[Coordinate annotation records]
>> START

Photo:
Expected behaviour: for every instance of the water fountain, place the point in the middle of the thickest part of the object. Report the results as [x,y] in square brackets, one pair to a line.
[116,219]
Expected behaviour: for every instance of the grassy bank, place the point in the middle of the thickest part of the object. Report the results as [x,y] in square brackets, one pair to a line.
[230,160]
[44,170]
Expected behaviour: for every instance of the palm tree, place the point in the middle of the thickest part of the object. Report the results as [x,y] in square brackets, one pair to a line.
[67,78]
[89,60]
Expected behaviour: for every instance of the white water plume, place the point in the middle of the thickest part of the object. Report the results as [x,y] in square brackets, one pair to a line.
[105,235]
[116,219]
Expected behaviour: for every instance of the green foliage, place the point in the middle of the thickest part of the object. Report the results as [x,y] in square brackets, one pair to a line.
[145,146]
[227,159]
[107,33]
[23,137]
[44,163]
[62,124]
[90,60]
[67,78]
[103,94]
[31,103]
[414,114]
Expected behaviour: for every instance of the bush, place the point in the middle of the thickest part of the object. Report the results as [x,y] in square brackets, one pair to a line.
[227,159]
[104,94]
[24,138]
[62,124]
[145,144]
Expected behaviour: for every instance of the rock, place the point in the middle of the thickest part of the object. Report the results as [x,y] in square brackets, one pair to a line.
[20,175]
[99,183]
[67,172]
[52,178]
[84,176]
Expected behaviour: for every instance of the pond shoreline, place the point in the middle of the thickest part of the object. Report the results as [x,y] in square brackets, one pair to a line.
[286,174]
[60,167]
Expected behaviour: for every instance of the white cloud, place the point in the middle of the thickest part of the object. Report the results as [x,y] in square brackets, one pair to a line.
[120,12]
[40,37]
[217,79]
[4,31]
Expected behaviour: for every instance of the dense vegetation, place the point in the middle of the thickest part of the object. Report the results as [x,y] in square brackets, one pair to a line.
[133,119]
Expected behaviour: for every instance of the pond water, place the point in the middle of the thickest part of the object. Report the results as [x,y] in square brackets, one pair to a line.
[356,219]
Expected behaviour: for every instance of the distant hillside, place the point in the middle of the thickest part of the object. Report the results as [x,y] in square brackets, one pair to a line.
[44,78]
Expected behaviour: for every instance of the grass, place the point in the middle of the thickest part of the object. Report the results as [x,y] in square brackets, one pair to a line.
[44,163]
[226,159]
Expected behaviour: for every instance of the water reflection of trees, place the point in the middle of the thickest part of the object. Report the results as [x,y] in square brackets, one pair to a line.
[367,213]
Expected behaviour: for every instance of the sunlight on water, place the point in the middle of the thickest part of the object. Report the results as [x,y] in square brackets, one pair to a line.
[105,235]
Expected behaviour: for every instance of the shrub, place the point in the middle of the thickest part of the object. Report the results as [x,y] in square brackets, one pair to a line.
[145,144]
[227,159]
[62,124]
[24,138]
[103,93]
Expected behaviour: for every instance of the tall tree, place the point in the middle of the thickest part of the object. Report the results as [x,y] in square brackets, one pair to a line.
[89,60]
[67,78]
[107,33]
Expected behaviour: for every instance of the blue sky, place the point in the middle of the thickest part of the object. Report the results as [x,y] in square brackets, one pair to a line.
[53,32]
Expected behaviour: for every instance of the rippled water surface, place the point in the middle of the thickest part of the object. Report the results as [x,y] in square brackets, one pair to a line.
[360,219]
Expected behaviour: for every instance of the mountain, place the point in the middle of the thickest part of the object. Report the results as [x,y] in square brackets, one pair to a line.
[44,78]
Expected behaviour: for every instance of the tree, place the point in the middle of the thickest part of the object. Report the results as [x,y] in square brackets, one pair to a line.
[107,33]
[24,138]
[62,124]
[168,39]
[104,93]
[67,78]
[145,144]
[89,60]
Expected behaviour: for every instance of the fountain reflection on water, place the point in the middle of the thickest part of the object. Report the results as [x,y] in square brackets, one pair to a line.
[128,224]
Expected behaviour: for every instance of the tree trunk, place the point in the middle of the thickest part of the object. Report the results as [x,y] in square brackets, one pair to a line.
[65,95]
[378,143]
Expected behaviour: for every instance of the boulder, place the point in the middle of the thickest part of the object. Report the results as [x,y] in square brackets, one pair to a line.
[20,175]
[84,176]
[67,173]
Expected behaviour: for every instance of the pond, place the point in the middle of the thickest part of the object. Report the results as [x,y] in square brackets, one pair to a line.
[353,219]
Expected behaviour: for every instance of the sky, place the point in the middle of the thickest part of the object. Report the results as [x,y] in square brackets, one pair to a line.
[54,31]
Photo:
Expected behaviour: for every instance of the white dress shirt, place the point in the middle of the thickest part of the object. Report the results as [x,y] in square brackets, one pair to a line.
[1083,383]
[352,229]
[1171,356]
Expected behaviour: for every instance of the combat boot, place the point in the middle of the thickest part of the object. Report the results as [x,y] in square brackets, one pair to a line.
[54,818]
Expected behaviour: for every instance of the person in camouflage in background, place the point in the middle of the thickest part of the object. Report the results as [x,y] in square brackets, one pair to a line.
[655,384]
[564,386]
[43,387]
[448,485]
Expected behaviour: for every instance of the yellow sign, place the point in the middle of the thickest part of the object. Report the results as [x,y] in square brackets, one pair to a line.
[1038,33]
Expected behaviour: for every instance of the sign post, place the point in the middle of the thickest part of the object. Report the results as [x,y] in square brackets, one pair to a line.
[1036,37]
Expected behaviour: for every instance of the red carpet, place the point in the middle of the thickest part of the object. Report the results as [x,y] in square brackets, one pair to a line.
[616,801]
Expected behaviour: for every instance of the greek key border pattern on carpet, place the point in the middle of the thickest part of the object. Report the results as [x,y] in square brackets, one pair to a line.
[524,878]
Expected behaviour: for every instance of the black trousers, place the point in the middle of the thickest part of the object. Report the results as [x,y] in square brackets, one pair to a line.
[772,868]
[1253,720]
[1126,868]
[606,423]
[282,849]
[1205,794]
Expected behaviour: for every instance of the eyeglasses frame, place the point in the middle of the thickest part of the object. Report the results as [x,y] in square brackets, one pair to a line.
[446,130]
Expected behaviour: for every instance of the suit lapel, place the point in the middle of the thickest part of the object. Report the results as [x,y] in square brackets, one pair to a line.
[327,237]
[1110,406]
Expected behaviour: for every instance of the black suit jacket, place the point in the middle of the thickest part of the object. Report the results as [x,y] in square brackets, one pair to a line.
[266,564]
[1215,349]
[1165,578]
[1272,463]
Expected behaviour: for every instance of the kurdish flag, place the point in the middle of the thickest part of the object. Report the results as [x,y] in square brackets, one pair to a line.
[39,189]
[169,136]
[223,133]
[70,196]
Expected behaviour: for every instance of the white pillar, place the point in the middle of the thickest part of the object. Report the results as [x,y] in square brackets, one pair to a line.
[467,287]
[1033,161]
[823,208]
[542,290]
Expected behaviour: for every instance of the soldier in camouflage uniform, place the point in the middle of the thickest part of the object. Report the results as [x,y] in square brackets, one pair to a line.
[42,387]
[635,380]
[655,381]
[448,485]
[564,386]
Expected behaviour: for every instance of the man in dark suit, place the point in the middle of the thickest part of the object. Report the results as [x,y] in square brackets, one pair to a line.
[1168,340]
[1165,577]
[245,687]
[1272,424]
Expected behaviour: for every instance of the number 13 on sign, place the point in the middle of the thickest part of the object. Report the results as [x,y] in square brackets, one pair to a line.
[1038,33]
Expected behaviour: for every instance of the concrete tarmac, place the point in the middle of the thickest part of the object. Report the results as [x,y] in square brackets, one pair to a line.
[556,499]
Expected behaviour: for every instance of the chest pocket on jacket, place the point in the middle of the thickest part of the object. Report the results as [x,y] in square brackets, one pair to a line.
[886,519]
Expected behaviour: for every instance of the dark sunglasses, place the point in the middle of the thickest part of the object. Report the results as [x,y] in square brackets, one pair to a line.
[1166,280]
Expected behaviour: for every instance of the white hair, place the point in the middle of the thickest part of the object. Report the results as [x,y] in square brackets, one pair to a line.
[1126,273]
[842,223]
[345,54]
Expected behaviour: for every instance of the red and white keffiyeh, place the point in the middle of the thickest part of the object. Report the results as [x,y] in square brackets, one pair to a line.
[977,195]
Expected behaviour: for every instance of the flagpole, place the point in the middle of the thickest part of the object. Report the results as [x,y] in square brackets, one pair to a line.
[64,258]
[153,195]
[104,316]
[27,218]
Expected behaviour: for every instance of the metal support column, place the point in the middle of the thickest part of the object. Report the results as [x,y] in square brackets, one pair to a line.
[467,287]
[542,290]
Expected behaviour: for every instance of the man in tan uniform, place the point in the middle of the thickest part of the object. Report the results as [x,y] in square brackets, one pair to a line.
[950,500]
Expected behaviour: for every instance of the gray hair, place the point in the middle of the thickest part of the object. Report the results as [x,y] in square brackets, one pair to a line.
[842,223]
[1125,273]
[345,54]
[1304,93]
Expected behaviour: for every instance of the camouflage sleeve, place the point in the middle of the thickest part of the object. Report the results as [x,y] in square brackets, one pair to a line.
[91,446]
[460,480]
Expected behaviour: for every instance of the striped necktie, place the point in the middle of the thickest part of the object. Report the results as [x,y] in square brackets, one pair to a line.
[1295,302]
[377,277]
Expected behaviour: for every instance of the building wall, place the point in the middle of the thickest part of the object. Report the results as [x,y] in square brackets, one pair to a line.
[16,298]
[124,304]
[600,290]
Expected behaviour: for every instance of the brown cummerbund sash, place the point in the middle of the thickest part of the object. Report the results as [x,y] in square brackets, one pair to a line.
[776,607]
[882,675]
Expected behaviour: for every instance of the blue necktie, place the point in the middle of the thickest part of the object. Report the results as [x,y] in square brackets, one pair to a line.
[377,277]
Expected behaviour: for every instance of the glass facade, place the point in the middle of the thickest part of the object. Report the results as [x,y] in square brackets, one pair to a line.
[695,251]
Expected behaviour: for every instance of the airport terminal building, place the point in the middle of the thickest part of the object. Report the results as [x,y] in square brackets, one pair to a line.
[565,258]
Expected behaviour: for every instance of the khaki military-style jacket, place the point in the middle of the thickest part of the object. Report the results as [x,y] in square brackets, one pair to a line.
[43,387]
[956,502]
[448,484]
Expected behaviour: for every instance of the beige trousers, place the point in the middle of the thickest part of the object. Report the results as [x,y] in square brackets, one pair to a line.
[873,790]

>> END

### Work instructions
Copy each line exactly, from the line containing "blue necktie, place" down to the last line of the material, and no other lines.

### Task output
Expected behaviour: for every instance of the blue necktie, place the point in the middle of the thickest part of the object. Report the results as [x,y] in square brackets, one pair to a line.
[377,277]
Expected behaviour: for every instance of the glass facade, place the point in the middle of the thickest part of the object. Report the results as [x,y] in square brackets, one pair to a line.
[695,251]
Expected behaviour: for every instance of the airport terminal building, place the point in the middle of the thickest part of the object. Report the results as [x,y] in square brackets, one pair to a line.
[565,258]
Expected behaviour: for every instance of the khaki military-style jacket, place the point in the middle of the thickest part of the object. Report the results as [x,y] in square brackets, one pair to a line.
[43,387]
[956,502]
[448,484]
Expected behaviour: for every instance of the beige trousers, place the point in the middle of the thickest part of the object. Report the results as [x,y] in square brackets, one pair to a line.
[873,790]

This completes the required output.